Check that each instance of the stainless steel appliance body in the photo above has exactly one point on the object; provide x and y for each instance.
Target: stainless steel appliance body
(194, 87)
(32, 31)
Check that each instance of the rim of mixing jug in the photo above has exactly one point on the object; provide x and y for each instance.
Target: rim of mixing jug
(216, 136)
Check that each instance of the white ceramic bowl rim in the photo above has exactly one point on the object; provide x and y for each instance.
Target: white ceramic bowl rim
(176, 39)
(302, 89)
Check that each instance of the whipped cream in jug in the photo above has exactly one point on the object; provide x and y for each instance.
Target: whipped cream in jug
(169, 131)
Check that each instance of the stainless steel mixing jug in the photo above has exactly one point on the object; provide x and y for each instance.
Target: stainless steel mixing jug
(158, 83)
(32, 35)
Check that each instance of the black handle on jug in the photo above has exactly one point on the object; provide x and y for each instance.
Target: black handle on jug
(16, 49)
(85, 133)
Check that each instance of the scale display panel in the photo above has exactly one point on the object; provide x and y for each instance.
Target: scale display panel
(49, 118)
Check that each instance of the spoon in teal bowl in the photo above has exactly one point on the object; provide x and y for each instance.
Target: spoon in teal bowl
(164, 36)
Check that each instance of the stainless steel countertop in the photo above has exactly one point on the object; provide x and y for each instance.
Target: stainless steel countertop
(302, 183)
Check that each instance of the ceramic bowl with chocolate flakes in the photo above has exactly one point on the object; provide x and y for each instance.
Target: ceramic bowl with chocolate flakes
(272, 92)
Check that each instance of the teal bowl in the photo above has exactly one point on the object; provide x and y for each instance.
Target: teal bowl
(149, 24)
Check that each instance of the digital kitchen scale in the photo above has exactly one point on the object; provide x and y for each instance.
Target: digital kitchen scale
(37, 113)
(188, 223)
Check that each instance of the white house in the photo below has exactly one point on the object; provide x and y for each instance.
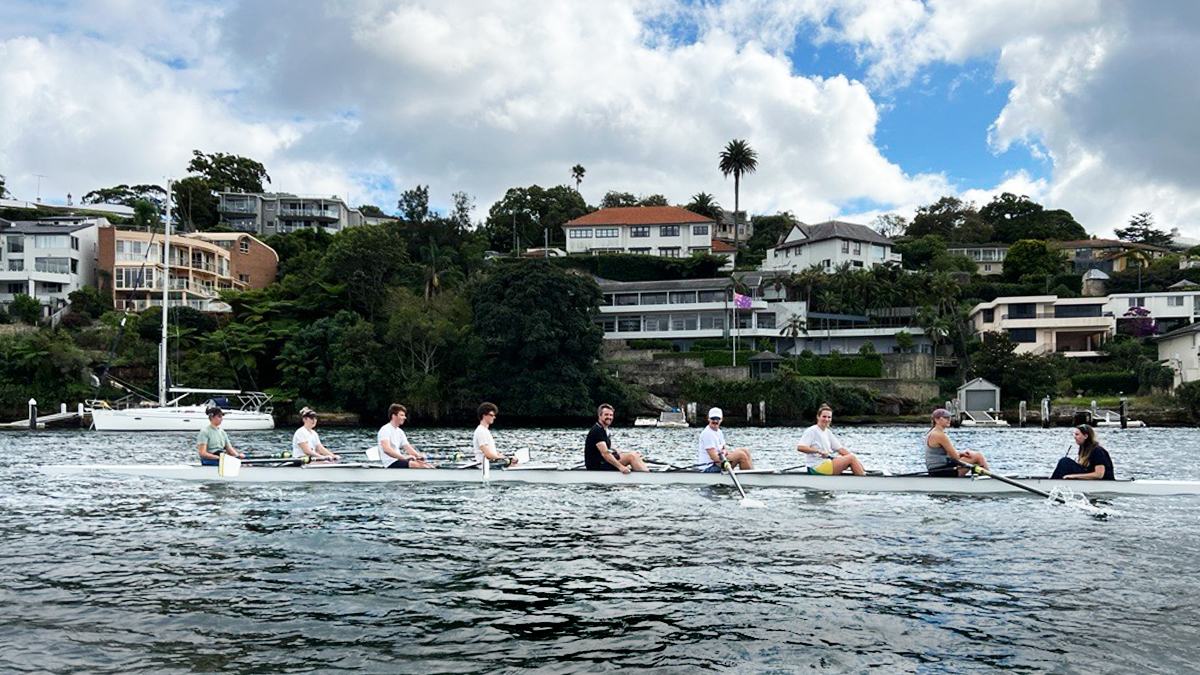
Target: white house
(828, 245)
(652, 231)
(47, 258)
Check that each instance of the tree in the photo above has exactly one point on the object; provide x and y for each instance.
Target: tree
(953, 220)
(1031, 257)
(702, 203)
(539, 339)
(414, 204)
(1013, 219)
(1141, 231)
(737, 159)
(889, 225)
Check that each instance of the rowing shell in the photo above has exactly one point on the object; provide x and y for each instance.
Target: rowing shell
(555, 476)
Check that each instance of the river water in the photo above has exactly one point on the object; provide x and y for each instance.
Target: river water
(109, 574)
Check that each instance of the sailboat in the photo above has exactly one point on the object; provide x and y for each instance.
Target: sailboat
(250, 413)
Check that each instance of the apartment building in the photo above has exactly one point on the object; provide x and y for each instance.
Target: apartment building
(281, 213)
(652, 231)
(829, 245)
(1041, 324)
(131, 269)
(48, 258)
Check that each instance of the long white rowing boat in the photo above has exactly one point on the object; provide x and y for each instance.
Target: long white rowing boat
(557, 476)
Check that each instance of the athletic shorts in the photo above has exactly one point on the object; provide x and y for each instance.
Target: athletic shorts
(823, 469)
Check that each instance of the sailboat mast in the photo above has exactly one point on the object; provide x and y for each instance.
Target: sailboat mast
(166, 291)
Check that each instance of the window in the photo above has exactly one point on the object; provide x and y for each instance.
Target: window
(1023, 310)
(1024, 334)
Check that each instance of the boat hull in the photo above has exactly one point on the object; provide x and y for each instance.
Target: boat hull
(175, 418)
(333, 473)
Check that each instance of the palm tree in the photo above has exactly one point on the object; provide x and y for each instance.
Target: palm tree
(738, 159)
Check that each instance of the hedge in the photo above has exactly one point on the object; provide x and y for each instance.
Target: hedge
(1098, 383)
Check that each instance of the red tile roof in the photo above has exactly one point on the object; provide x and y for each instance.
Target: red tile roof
(640, 215)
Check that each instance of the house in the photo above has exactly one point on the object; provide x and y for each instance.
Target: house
(131, 268)
(48, 258)
(1039, 324)
(670, 232)
(1180, 350)
(281, 213)
(829, 245)
(1107, 255)
(688, 310)
(989, 258)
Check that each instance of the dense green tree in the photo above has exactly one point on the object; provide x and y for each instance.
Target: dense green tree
(25, 309)
(702, 203)
(363, 262)
(532, 210)
(1013, 219)
(737, 160)
(1141, 231)
(1032, 258)
(952, 219)
(539, 339)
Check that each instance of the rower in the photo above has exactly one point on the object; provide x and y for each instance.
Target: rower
(941, 458)
(305, 442)
(599, 453)
(712, 451)
(483, 441)
(395, 451)
(823, 453)
(213, 437)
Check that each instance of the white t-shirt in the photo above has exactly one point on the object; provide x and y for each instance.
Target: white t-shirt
(709, 438)
(304, 436)
(822, 440)
(483, 437)
(397, 438)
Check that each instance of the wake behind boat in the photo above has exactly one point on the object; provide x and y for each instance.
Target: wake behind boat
(561, 476)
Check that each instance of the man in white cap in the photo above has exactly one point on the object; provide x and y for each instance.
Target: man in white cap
(712, 451)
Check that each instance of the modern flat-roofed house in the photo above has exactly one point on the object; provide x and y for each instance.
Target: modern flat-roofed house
(199, 269)
(989, 258)
(1105, 255)
(47, 258)
(670, 232)
(828, 245)
(280, 213)
(1041, 324)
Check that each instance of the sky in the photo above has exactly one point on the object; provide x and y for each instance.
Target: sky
(855, 107)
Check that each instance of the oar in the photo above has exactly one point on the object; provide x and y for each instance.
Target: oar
(977, 469)
(745, 501)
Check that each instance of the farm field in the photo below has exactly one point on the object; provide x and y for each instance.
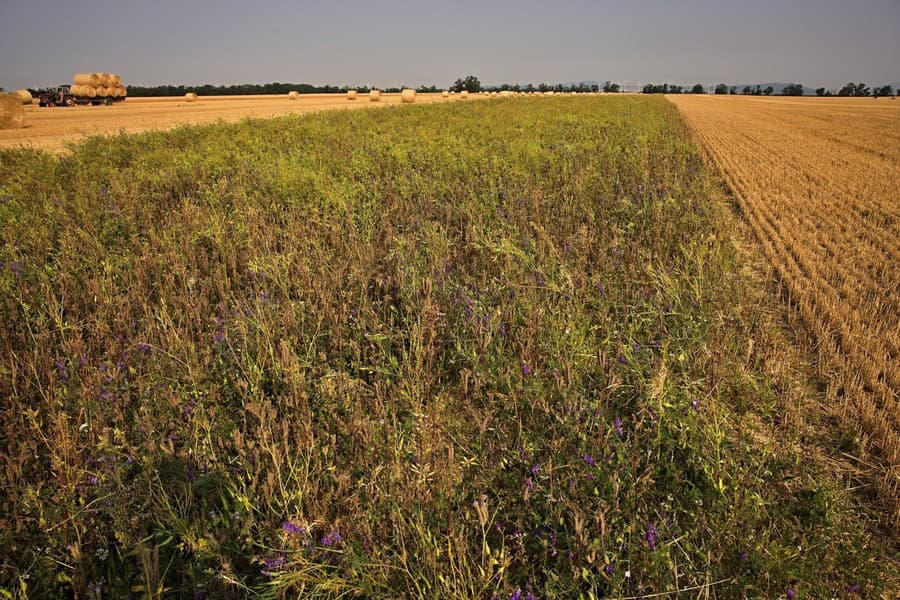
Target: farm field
(819, 182)
(51, 128)
(463, 350)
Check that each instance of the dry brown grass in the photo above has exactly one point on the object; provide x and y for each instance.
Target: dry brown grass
(819, 183)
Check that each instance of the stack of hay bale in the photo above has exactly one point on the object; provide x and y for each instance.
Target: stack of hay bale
(12, 111)
(24, 95)
(98, 85)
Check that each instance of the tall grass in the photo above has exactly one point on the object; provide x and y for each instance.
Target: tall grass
(455, 352)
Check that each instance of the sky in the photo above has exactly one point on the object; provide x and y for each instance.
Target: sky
(422, 42)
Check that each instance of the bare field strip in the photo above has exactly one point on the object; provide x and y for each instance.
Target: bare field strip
(819, 183)
(51, 128)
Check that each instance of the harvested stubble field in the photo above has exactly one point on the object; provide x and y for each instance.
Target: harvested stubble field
(453, 351)
(819, 182)
(53, 128)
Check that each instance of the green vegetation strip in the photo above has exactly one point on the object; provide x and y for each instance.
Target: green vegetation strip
(453, 351)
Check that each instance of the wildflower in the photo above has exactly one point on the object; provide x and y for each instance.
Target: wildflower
(291, 528)
(15, 267)
(331, 539)
(272, 565)
(61, 370)
(651, 535)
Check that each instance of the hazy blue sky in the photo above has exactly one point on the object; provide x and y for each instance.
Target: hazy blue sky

★ ★ ★ ★ ★

*Objective*. Format every line of the listing above as a Markdown table with a Row column for the row number and a Line column for the line, skipping any blank lines. Leave the pictures out of your answer.

*Final result*.
| Row | Line |
|---|---|
| 1 | Check that each instance of the stainless steel appliance body in the photo above has exactly one point on the object; provide x and y for each instance. |
| 2 | Target: stainless steel appliance body |
| 3 | (194, 87) |
| 4 | (32, 31) |
| 5 | Check that each instance of the rim of mixing jug in the photo above has exactly one point on the object; provide x and y for each instance. |
| 6 | Target: rim of mixing jug |
| 7 | (216, 136) |
| 8 | Check that each instance of the white ceramic bowl rim in the photo above has exactly one point on the object; provide x and y for each instance. |
| 9 | Target: white ceramic bowl rim |
| 10 | (176, 39) |
| 11 | (302, 89) |
| 12 | Check that each instance of the whipped cream in jug in the photo above has exactly one point on the object; provide x and y for each instance. |
| 13 | Target: whipped cream in jug |
| 14 | (169, 131) |
| 15 | Check that each instance of the stainless steel mixing jug in the photo above has exactly one point on the object; provide x and y for each instance. |
| 16 | Target: stainless steel mixing jug |
| 17 | (158, 83) |
| 18 | (32, 35) |
| 19 | Check that each instance of the black handle on jug in the photo above has exactly one point on the object; provide x and y for each instance. |
| 20 | Target: black handle on jug |
| 21 | (16, 49) |
| 22 | (85, 133) |
| 23 | Check that each instance of the scale display panel in the photo above has exactly one point on the object; provide x and y for each instance. |
| 24 | Target: scale display panel |
| 25 | (49, 118) |
| 26 | Check that each instance of the spoon in teal bowl in the photo above has exactly one point on the object; provide x and y for each instance. |
| 27 | Target: spoon in teal bowl |
| 28 | (164, 36) |
| 29 | Check that each instance of the stainless steel countertop in the photo above has exactly one point on the object; provide x and y for each instance. |
| 30 | Target: stainless steel countertop |
| 31 | (302, 183) |
| 32 | Check that each instance of the ceramic bowl with chocolate flakes in the photo above has exactly one point on the object; provide x and y for each instance. |
| 33 | Target: ceramic bowl with chocolate flakes |
| 34 | (272, 92) |
| 35 | Check that each instance of the teal bowl in the photo above has exactly one point on the object; provide x and y for each instance. |
| 36 | Target: teal bowl |
| 37 | (149, 24) |
| 38 | Check that each instance of the digital kitchen scale in the photo above has exactly one point on the object; provide x and y for each instance. |
| 39 | Target: digital kitchen scale |
| 40 | (37, 113) |
| 41 | (188, 223) |
| 42 | Check that each instance of the white house in the photo below has exactly one point on the object; provide x and y for each instance. |
| 43 | Target: white house |
| 44 | (828, 245) |
| 45 | (652, 231) |
| 46 | (47, 258) |
| 47 | Check that each instance of the tree in the photo above has exactly one point on the object; provide x and y for each instance. |
| 48 | Target: tree |
| 49 | (953, 220) |
| 50 | (1031, 257) |
| 51 | (702, 203) |
| 52 | (539, 339) |
| 53 | (414, 204) |
| 54 | (1013, 219) |
| 55 | (1141, 231) |
| 56 | (737, 159) |
| 57 | (889, 225) |
| 58 | Check that each instance of the rowing shell in the photo above has exactly one point on the object; provide x and y for each instance. |
| 59 | Target: rowing shell |
| 60 | (555, 476) |
| 61 | Check that each instance of the river water in the photo above has exactly one point on the object; provide x and y for each instance. |
| 62 | Target: river water |
| 63 | (109, 574) |
| 64 | Check that each instance of the sailboat in the photo above has exactly one point on the object; provide x and y for each instance. |
| 65 | Target: sailboat |
| 66 | (250, 413) |
| 67 | Check that each instance of the apartment building in the photo above has exactly one point on the object; provide x and y for each instance. |
| 68 | Target: apartment building |
| 69 | (281, 213) |
| 70 | (652, 231) |
| 71 | (829, 245) |
| 72 | (1041, 324) |
| 73 | (131, 269) |
| 74 | (48, 258) |
| 75 | Check that each instance of the long white rowing boat in the photo above has exactly one point on the object; provide x and y for each instance. |
| 76 | Target: long white rowing boat |
| 77 | (557, 476) |
| 78 | Check that each instance of the athletic shorts in the photo above has exactly one point on the object; provide x and y for each instance. |
| 79 | Target: athletic shorts |
| 80 | (823, 469) |
| 81 | Check that each instance of the sailboat mast in the photo above has exactly one point on the object; provide x and y for each instance. |
| 82 | Target: sailboat mast |
| 83 | (166, 291) |
| 84 | Check that each instance of the window in the photo above has exactly one point on the object; provide x and y for each instance. |
| 85 | Target: window |
| 86 | (1023, 310) |
| 87 | (1024, 334) |
| 88 | Check that each instance of the boat hull in the photo above has exactly one point on the object; provide x and y for each instance. |
| 89 | Target: boat hull |
| 90 | (175, 418) |
| 91 | (333, 473) |
| 92 | Check that each instance of the palm tree in the photo above has exactly one point on the object; provide x and y for each instance. |
| 93 | Target: palm tree |
| 94 | (738, 159) |
| 95 | Check that each instance of the hedge in the photo above has exactly one point on the object; provide x and y for each instance. |
| 96 | Target: hedge |
| 97 | (1098, 383) |
| 98 | Check that each instance of the red tile roof in the photo above has exactly one point on the object; provide x and y for each instance. |
| 99 | Target: red tile roof |
| 100 | (640, 215) |
| 101 | Check that each instance of the house in the photo above has exactly one point on the object; provide x and y for each instance. |
| 102 | Target: house |
| 103 | (131, 268) |
| 104 | (48, 258) |
| 105 | (1039, 324) |
| 106 | (670, 232) |
| 107 | (1180, 350) |
| 108 | (281, 213) |
| 109 | (829, 245) |
| 110 | (1107, 255) |
| 111 | (688, 310) |
| 112 | (989, 258) |
| 113 | Check that each instance of the dense green tree in the photo above has exactly one point on the object; provide x and y for each instance. |
| 114 | Target: dense green tree |
| 115 | (25, 309) |
| 116 | (702, 203) |
| 117 | (363, 262) |
| 118 | (532, 210) |
| 119 | (1013, 219) |
| 120 | (737, 160) |
| 121 | (1141, 231) |
| 122 | (1032, 258) |
| 123 | (952, 219) |
| 124 | (539, 339) |
| 125 | Check that each instance of the rower in the photo above has exactly one point on the object; provide x and y for each instance. |
| 126 | Target: rower |
| 127 | (941, 458) |
| 128 | (305, 442) |
| 129 | (599, 453) |
| 130 | (712, 451) |
| 131 | (483, 441) |
| 132 | (395, 451) |
| 133 | (823, 453) |
| 134 | (213, 437) |
| 135 | Check that each instance of the white t-shirt in the photo above has exactly one point on the object; provide x and y for each instance. |
| 136 | Target: white t-shirt |
| 137 | (709, 438) |
| 138 | (304, 436) |
| 139 | (822, 440) |
| 140 | (483, 437) |
| 141 | (397, 438) |
| 142 | Check that each instance of the wake behind boat in the photo above has exactly one point on the object; provide x and y for each instance. |
| 143 | Target: wake behind boat |
| 144 | (561, 476) |
| 145 | Check that each instance of the man in white cap in the photo above has exactly one point on the object; provide x and y for each instance. |
| 146 | Target: man in white cap |
| 147 | (712, 451) |
| 148 | Check that each instance of the modern flat-roofed house in the photo above has exactly one point on the object; provide x and y for each instance. |
| 149 | Target: modern flat-roofed house |
| 150 | (199, 269) |
| 151 | (989, 258) |
| 152 | (1105, 255) |
| 153 | (47, 258) |
| 154 | (670, 232) |
| 155 | (828, 245) |
| 156 | (280, 213) |
| 157 | (1041, 324) |
| 158 | Check that each instance of the sky in the photo above has exactly one point on the object; provide x and y for each instance. |
| 159 | Target: sky |
| 160 | (855, 107) |
| 161 | Check that each instance of the oar in the photo above has exactly one point on the object; provide x and y for each instance. |
| 162 | Target: oar |
| 163 | (977, 469) |
| 164 | (745, 501) |
| 165 | Check that each instance of the farm field in the photo below has exactly one point on the object; provide x and y for each instance. |
| 166 | Target: farm field |
| 167 | (819, 182) |
| 168 | (51, 128) |
| 169 | (463, 350) |
| 170 | Check that each instance of the dry brown grass in the photo above has exactly one point on the object; provide x and y for each instance. |
| 171 | Target: dry brown grass |
| 172 | (819, 183) |
| 173 | Check that each instance of the stack of hay bale in the photo above has exactly one point on the object; provide x and y for each instance. |
| 174 | Target: stack of hay bale |
| 175 | (12, 111) |
| 176 | (24, 95) |
| 177 | (98, 85) |
| 178 | Check that each instance of the tall grass in the photo above has exactly one point on the object; provide x and y for each instance. |
| 179 | Target: tall grass |
| 180 | (455, 352) |
| 181 | Check that each instance of the sky in the photo above has exactly one point on the object; provide x and y for each instance. |
| 182 | Target: sky |
| 183 | (422, 42) |
| 184 | Check that each instance of the bare field strip in the photo above has exactly one point on the object; provide x and y for each instance. |
| 185 | Target: bare field strip |
| 186 | (819, 183) |
| 187 | (51, 128) |
| 188 | Check that each instance of the harvested stubble field in the photo above has exactly one point on the object; provide x and y for each instance. |
| 189 | Target: harvested stubble field |
| 190 | (453, 351) |
| 191 | (819, 182) |
| 192 | (53, 128) |
| 193 | Check that each instance of the green vegetation strip in the photo above has exactly one point on the object; provide x and y for each instance. |
| 194 | Target: green vegetation strip |
| 195 | (453, 351) |
| 196 | Check that each instance of the wildflower in the photo above has exactly one point on the object; provide x and y for each instance. |
| 197 | Target: wildflower |
| 198 | (291, 528) |
| 199 | (15, 267) |
| 200 | (331, 539) |
| 201 | (272, 565) |
| 202 | (61, 370) |
| 203 | (651, 535) |
| 204 | Check that each instance of the hazy blue sky in the photo above has exactly one point on the object; provide x and y for each instance. |
| 205 | Target: hazy blue sky |